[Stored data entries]
━━━━━━━━━━━━━━━━

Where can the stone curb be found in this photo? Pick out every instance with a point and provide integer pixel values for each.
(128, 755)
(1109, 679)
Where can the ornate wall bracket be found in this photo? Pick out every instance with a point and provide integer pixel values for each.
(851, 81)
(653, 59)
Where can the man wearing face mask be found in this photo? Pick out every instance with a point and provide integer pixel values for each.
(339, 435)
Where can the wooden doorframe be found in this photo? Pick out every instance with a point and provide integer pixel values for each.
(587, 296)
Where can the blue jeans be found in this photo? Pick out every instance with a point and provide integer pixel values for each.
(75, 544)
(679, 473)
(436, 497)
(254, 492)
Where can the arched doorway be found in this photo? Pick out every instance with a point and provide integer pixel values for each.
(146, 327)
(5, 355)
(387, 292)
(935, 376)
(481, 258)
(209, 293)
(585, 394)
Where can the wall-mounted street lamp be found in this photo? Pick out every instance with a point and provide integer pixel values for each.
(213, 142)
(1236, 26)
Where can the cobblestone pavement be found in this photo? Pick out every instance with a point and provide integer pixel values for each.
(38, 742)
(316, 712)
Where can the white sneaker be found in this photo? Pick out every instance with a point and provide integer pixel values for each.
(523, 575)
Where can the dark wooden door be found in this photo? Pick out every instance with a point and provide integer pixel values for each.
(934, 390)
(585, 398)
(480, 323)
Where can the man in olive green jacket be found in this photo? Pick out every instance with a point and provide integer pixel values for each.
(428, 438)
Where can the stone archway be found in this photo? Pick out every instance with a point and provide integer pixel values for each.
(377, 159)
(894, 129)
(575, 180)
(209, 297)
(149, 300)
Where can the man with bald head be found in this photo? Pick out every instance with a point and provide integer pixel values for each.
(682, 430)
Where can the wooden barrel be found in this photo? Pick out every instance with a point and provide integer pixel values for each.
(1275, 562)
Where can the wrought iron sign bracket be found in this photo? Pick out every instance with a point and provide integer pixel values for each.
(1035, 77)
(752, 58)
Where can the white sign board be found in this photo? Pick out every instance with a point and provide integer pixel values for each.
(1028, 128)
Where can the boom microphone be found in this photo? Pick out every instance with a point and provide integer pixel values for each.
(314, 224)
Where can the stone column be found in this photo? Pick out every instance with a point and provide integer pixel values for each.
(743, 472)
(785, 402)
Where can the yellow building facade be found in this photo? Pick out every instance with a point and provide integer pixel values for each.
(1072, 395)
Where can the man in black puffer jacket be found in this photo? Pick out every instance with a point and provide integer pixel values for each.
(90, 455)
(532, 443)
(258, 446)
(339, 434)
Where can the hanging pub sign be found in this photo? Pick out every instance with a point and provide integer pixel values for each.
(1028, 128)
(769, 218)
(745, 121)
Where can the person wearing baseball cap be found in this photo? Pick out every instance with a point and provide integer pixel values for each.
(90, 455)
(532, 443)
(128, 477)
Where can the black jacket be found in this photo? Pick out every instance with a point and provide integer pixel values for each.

━━━━━━━━━━━━━━━━

▶ [TASK DETAILS]
Print each entry above exactly as given.

▶ [RESPONSE BOX]
Where can the stone curb be found in this photo? Pick out every instance with a point and provide integer pixel values for each.
(128, 755)
(1109, 679)
Where can the ornate wall bracket be found in this photo? Pick out every instance with a point and provide integer pixel values for each.
(851, 81)
(653, 59)
Where can the man wearing face mask be found in this photo? Pick out every instance with a point and provide integer pixel values for each.
(339, 435)
Where can the wooden doorframe be found in this photo? Pick out every instance with a point and provide integer pixel values for each.
(587, 296)
Where can the blue jeans be found in this photo? Pick out every instance with a point and provide integer pixel values for each.
(75, 544)
(679, 473)
(436, 497)
(254, 492)
Where can the arched doorway be found in this photo? Pick out every instance with a point and provide integer pixel values for each.
(146, 327)
(5, 355)
(387, 292)
(935, 376)
(481, 258)
(209, 293)
(585, 394)
Where can the wall-mounted street lamp be found in this photo? Pick out every instance with a point and provide integer pixel values for each.
(213, 142)
(1236, 26)
Where can the cobblestone pavement be found in this photo? Pick out every instance with a point and provide integer pixel values for each.
(38, 742)
(316, 712)
Where can the white sneaker be found in this photo? Pick out every instance with a point and provide integer pixel values for each.
(523, 575)
Where can the dark wooden door be found in this photo? Pick out every instance with a point and provide integer pixel values for each.
(934, 390)
(585, 398)
(480, 323)
Where can the man in olive green jacket be found in this photo? Pick out every instance with a point and provide integer pixel values for each.
(428, 438)
Where can the stone archway be found in this photo? Pick out every instance with a point and provide integer pixel values for each.
(377, 159)
(894, 129)
(575, 180)
(209, 297)
(149, 300)
Where can the man with bald head be found in this photo? Pick out every instance with a point and provide integer pixel values for each.
(682, 430)
Where can the wooden barrel be found in this photo? Pick out every instance with a point and provide integer pixel values for each.
(1275, 562)
Where can the wrought iron sign bracket be found in this photo? Pick out every instance with a point and provide integer pixel values for each.
(1035, 77)
(752, 58)
Where can the white sign board be found in this photo? Pick out every instance with a point and provide integer pixel values for each.
(1028, 128)
Where can the boom microphone be found in this photo? Pick out every instance with a point and provide integer pixel values for each.
(314, 224)
Where can the stone column be found in this photo? Pick out every instance with a point and provide integer pixel values for each.
(743, 472)
(785, 402)
Where can the yellow building facade be found in this photo? Pick out every instance with a point and provide integer pixel values for each.
(1072, 395)
Where can the man in black puffer jacket be found in this photo? Pick out every instance with a point and provide integer pixel values for each.
(90, 455)
(532, 443)
(258, 446)
(339, 434)
Where can the hanging pub sign be found in this photo? Pick out every instance with a point and provide integer pixel values for each.
(1028, 128)
(769, 218)
(745, 121)
Where can the person wearing baseball cap be found in this photo? Pick out every instance with a point and provide integer pixel values for each.
(90, 455)
(532, 443)
(128, 477)
Where can the black jacket be found in this photo? Pick out every instance with a point and provide integer pixel values for each.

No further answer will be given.